» What to work on:
A. Answer these questions from the blog excerpt:
(i) According to what the writer was once told, what would happen if anger went unexpressed?
(ii) Besides working for a Kansas City advertising agency, what does the new blog give helpful hints on?
(iii) What term does the writer use for crappy ads?
B. Reproduce the blog excerpt verbatim, everything from "I'm writing a" down to "design and copywriting.".

» Document segment:

Second, someone once told me that if I was pissed off about something and didn't get it off my chest, it would turn into an ulcer. Maybe it was in a movie, or a stand up comedian, but who am I to question? I'm strictly opposed to anything messing with my digestive tract, so I tend to let my feelings  be known.

Third, because I know I can rant when I get home, it overcomes my desire to choke the shit of someone on the road, thus keeping Kansas City's thoroughfares free of additional slow-downs. Road rage isn't good for anyone.

So, Kansas City traffic rants are therapeutic for me. Hell. maybe people will read them and put out a little more effort on the road. Mostly, I hope you find them funny because I'm saying what you're thinking when some idiot douchebag moronic jackass jumps three lanes of traffic to hit an exit when he should have been in the exit lane a half mile back.
It happens.

Thursday, April 21, 2011

My new blog project

I'm writing a new blog for my employer and I hope everyone will take a look.

The blog deals primarily with what it's like working for a Kansas City advertising agency, gives helpful hints on website design and creativity. I'm also going to take on some really hard-hitting subjects, like weather, sports and whether or not Kansas City BBQ is the best in the country. (Nope, but it's good!)

For more spur of the moment thoughts, check out the Powerhouse Facebook page and become a fan. Usually the posts I make there are about funny ads, crappy ads or badvertising, as I like to call it, social media, design and copywriting.

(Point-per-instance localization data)

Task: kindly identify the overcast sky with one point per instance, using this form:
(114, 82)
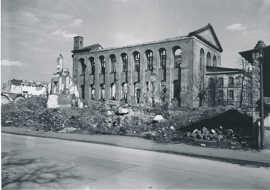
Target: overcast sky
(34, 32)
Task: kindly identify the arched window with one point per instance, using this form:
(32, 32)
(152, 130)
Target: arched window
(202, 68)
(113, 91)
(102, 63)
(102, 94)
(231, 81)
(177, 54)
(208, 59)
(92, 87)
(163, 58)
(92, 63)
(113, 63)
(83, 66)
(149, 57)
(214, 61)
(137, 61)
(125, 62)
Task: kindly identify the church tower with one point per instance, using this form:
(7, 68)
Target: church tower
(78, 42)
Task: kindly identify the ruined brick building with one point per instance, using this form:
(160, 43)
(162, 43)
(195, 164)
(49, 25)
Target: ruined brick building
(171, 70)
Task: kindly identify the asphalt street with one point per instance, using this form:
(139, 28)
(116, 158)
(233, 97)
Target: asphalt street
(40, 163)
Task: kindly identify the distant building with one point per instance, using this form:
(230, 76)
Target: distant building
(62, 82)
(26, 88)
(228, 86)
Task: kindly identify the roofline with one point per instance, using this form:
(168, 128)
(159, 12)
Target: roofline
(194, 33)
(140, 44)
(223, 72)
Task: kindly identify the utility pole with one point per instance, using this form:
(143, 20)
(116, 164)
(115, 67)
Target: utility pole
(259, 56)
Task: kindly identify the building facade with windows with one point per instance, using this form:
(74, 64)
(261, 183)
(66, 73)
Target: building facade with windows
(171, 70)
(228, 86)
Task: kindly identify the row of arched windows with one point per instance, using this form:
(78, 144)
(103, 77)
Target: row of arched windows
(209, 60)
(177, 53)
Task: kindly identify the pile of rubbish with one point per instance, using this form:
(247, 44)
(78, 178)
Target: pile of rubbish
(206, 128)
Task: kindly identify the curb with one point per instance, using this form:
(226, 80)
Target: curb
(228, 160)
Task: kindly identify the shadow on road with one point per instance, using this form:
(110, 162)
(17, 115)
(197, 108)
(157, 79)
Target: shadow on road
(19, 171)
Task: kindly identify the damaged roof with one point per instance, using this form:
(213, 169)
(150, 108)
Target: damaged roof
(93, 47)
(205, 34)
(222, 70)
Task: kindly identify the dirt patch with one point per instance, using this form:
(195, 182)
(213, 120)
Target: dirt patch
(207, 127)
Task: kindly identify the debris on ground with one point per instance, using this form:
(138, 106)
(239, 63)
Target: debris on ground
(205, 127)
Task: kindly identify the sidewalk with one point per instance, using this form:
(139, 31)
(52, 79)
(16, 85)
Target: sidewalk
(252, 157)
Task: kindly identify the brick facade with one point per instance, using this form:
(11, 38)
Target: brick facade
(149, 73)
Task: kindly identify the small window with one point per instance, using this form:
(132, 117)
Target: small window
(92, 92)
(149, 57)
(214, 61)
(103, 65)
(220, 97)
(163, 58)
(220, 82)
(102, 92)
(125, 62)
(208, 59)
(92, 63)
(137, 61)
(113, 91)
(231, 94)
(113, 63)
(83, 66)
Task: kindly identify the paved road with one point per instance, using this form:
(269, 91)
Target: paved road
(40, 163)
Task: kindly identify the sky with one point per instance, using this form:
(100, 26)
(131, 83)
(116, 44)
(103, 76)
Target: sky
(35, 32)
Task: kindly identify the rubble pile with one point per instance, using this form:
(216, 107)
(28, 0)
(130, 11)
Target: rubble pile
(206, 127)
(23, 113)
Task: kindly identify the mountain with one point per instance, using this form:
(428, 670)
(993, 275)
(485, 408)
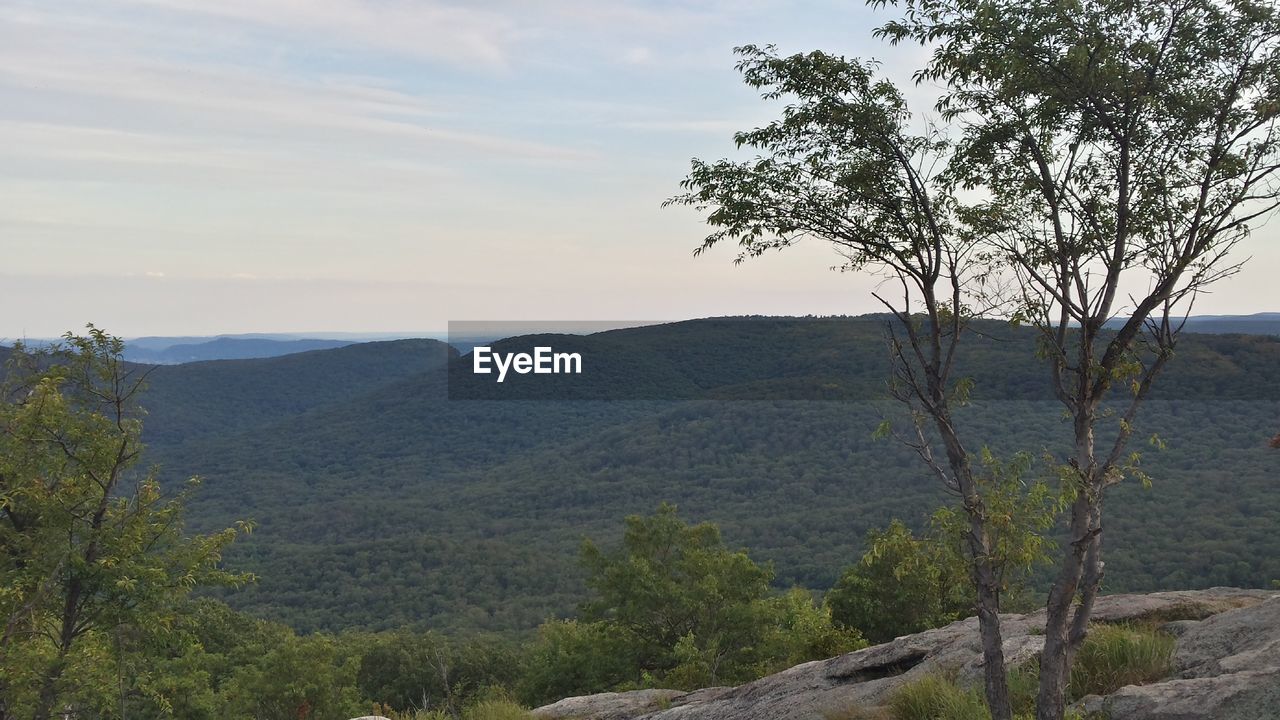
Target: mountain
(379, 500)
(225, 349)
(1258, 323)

--

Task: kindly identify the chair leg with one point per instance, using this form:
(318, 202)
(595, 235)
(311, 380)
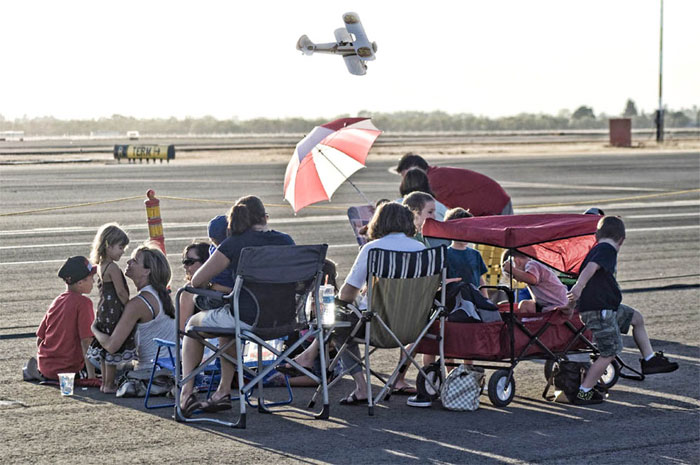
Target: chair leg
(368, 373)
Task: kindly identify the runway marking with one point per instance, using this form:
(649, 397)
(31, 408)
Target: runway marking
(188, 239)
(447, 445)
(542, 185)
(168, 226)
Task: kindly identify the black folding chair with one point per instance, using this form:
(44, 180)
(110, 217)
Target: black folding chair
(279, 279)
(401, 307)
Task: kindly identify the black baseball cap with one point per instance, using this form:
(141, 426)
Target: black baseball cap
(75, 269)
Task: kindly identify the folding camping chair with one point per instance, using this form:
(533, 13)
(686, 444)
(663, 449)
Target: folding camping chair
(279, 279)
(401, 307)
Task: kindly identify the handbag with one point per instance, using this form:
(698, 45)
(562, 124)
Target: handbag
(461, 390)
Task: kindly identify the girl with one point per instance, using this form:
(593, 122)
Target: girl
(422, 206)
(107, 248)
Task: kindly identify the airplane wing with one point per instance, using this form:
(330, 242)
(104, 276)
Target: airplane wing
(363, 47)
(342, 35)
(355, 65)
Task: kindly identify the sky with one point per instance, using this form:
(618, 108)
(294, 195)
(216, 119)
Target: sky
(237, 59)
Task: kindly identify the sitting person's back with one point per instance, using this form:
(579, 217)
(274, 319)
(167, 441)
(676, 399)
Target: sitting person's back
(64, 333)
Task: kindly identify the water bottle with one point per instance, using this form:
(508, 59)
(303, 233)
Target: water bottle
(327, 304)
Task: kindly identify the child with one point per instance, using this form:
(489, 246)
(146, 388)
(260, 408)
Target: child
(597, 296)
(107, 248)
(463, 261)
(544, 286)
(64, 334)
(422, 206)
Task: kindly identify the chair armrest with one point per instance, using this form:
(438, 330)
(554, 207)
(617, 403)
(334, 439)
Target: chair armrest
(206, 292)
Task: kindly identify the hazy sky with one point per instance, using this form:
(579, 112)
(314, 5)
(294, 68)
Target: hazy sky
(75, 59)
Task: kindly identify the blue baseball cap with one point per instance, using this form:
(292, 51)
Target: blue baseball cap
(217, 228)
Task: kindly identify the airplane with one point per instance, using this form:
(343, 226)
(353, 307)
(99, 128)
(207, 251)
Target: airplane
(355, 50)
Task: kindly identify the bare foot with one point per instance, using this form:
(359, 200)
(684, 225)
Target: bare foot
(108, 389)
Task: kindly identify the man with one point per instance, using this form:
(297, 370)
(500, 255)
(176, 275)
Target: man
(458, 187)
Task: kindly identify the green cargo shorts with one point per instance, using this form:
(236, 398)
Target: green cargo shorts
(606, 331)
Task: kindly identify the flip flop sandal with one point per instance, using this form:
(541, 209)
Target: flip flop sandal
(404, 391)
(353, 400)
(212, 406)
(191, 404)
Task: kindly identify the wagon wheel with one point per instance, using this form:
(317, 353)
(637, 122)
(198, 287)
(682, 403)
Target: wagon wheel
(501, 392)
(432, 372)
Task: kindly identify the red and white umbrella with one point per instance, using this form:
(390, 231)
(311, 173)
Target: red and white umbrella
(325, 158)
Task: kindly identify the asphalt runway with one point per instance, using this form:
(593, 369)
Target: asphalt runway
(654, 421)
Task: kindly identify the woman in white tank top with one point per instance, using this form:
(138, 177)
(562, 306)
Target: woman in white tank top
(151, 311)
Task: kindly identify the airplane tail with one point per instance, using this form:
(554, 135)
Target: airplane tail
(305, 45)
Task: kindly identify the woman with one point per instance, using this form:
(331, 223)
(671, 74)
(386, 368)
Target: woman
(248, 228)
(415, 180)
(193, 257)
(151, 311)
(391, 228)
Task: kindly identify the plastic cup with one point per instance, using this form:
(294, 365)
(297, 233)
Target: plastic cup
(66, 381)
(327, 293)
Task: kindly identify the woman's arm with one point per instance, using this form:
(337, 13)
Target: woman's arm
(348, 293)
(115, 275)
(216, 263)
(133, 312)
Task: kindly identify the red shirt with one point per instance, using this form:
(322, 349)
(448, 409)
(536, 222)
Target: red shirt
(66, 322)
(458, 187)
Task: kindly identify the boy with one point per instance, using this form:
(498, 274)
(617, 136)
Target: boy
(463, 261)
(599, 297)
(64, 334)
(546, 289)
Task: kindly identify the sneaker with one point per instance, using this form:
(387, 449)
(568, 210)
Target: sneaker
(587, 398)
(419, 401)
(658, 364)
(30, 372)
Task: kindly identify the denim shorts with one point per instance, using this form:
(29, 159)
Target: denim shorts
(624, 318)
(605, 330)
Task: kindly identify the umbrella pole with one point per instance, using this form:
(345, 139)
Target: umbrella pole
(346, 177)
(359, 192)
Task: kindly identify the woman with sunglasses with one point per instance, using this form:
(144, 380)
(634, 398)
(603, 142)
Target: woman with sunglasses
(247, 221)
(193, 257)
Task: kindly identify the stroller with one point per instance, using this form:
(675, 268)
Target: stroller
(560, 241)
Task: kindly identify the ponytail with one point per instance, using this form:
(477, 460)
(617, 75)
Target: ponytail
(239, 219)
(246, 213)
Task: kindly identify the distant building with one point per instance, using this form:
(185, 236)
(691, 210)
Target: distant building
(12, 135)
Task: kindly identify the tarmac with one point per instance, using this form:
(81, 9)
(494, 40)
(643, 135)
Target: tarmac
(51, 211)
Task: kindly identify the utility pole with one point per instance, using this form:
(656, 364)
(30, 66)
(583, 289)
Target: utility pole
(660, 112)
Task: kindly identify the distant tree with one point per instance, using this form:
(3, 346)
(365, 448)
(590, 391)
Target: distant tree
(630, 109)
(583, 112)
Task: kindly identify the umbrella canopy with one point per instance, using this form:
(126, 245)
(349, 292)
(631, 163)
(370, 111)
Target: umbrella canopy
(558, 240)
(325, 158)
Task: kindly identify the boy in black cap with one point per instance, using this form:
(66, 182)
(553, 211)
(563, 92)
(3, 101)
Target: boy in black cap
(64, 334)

---

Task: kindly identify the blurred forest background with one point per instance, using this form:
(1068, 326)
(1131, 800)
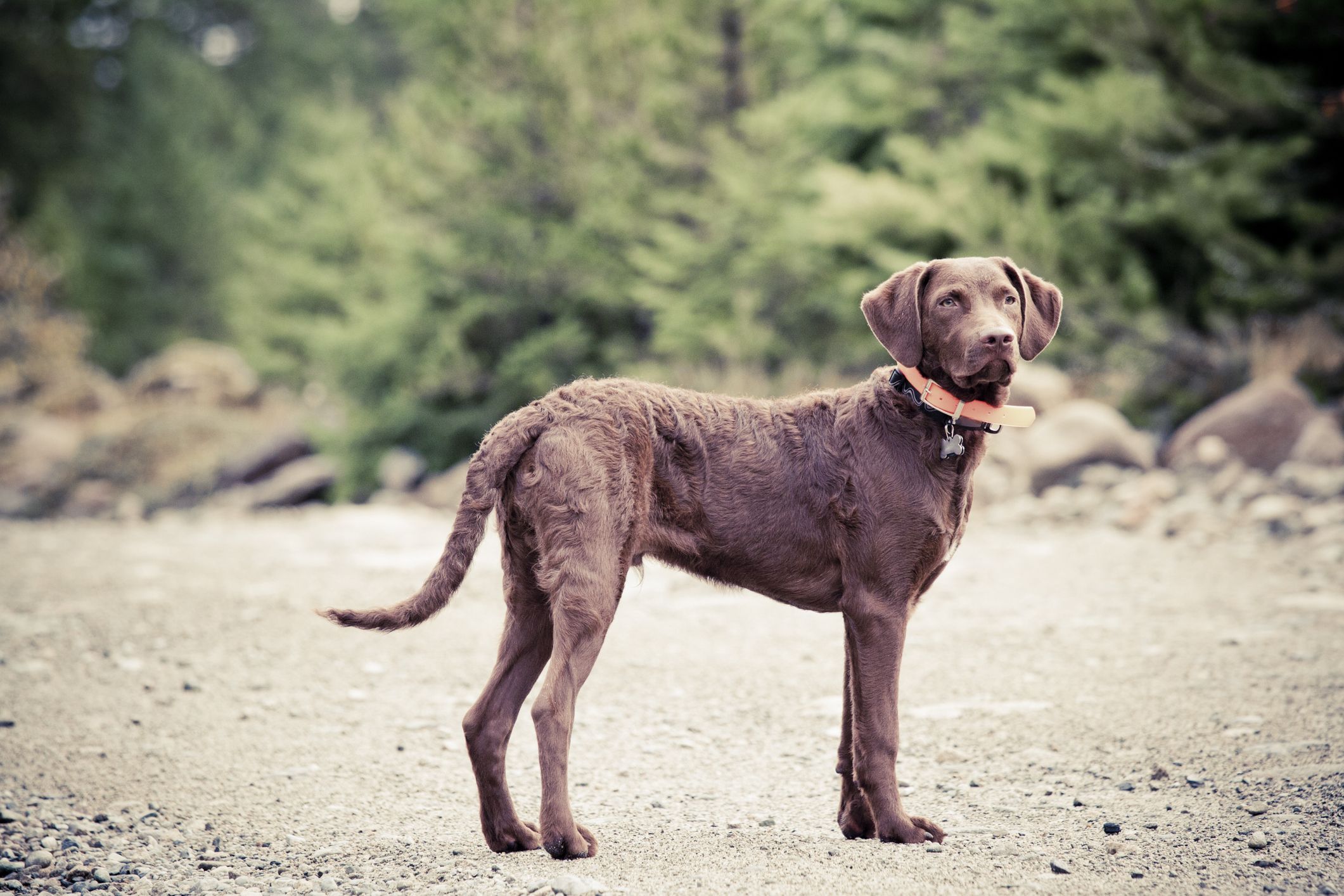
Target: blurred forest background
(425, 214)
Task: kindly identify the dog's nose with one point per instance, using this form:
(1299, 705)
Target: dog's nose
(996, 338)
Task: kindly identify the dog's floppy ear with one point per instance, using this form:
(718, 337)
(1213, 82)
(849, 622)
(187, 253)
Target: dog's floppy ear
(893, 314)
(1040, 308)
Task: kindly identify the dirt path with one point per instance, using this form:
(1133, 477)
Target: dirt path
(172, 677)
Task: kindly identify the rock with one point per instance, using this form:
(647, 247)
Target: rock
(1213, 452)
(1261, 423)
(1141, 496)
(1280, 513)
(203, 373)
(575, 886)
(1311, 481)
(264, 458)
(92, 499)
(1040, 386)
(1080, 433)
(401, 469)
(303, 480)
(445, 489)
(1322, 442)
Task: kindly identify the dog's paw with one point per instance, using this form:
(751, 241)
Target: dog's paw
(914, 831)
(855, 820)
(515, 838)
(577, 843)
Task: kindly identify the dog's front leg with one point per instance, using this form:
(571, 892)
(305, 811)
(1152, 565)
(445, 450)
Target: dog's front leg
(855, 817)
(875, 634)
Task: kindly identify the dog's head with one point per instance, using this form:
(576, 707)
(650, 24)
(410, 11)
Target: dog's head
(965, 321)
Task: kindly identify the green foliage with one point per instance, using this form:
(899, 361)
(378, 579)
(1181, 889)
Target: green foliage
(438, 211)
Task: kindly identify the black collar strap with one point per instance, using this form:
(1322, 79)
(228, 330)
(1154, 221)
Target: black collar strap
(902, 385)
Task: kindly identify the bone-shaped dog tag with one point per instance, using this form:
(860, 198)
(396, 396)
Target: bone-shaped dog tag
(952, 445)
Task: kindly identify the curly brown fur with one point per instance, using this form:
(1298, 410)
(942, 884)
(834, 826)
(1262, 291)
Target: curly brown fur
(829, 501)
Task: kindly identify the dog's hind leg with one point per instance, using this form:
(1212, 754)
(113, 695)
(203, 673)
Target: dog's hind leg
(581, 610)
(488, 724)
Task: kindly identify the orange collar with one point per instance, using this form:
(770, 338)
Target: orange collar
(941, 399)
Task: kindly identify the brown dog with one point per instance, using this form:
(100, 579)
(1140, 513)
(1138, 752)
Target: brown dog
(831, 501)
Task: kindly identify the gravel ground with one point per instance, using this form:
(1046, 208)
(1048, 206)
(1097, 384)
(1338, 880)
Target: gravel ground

» Your written answers:
A.
(i) It would turn into an ulcer.
(ii) Website design and creativity.
(iii) Badvertising.

B.
I'm writing a new blog for my employer and I hope everyone will take a look.

The blog deals primarily with what it's like working for a Kansas City advertising agency, gives helpful hints on website design and creativity. I'm also going to take on some really hard-hitting subjects, like weather, sports and whether or not Kansas City BBQ is the best in the country. (Nope, but it's good!)

For more spur of the moment thoughts, check out the Powerhouse Facebook page and become a fan. Usually the posts I make there are about funny ads, crappy ads or badvertising, as I like to call it, social media, design and copywriting.